> [TASK REQUIREMENTS]:
[1] Retype a passage from the course description, beginning at the words "SISTEMI DINAMICI, CAOS" and stopping after the words "edge of chaos.".
[2] Answer these questions using the course description:
(a) How many hours of taught classes does the course have?
(b) What scientific field code is the course listed under?
(c) What is the course's credit value?
[3] Proceed with the course description on dynamical systems, chaos and complexity, picking up after its final sentence.

> [SOURCE DOCUMENT]:
--- start ---

SISTEMI DINAMICI, CAOS E COMPLESSITA'
Academic Year 2019/2020 - 3° YearCredit Value: 6
Scientific field: FIS/02 - Theoretical physics, mathematical models and methods
Taught classes: 42 hours
Term / Semester: 2°
Learning Objectives
Provide students with a gradual introduction to the science of complex systems through a path that, starting from dynamical systems - both dissipative and conservative - with a few degrees of freedom, already capable of manifesting chaotic behaviors, then moves to the study of systems with many degrees of freedom, to be addressed by means of a statistical approach, with particular attention to non-equilibrium phenomena, systems with long-range interactions and those at the edge of chaos.

--- end ---

> [DATA SECTION]:

--- start ---

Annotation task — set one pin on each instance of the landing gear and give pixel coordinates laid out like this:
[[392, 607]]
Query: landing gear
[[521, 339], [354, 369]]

--- end ---

> [EXPECTED RESPONSES]:
[1]
SISTEMI DINAMICI, CAOS E COMPLESSITA'
Academic Year 2019/2020 - 3° YearCredit Value: 6
Scientific field: FIS/02 - Theoretical physics, mathematical models and methods
Taught classes: 42 hours
Term / Semester: 2°
Learning Objectives
Provide students with a gradual introduction to the science of complex systems through a path that, starting from dynamical systems - both dissipative and conservative - with a few degrees of freedom, already capable of manifesting chaotic behaviors, then moves to the study of systems with many degrees of freedom, to be addressed by means of a statistical approach, with particular attention to non-equilibrium phenomena, systems with long-range interactions and those at the edge of chaos.

[2]
(a) 42 hours
(b) FIS/02
(c) 6

[3]
Course Structure
Frontal lectures - Audiovisual material - Use of the software NetLogo for the development of agent-based simulations
Detailed Course Content
Introduction to the new science of complexity. Non-linear systems, self-organized criticality, complex networks, emergent phenomena, cellular automata, synchronization, sociophysics and econophysics,
Systems with few degrees of freedom. Dissipative dynamical systems, both continuous (flows) and discrete (maps), with one and two dimensions. Fixed point and limit cycle attractors. Bifurcations. Three-dimensional flows. Routes to chaos. Lyapunov exponents. Fractal size. Hamiltonian systems in one and two dimensions. The KAM theorem.
Systems with many degrees of freedom. Review of thermodynamics. Clausius entropy and time arrow. Order and disorder in the universe. Introduction to classical statistical equilibrium mechanics. Boltzmann Entropy and H Theorem. Gibbs "ensembles" theory. Fine-tuning and the problem of low entropy initial conditions. Introduction to non-extensive statistical mechanics. Tsallis entropy and the generalized Central Limit heorem. Long-range Hamiltonian systems. Complex systems at the Edge of Chaos.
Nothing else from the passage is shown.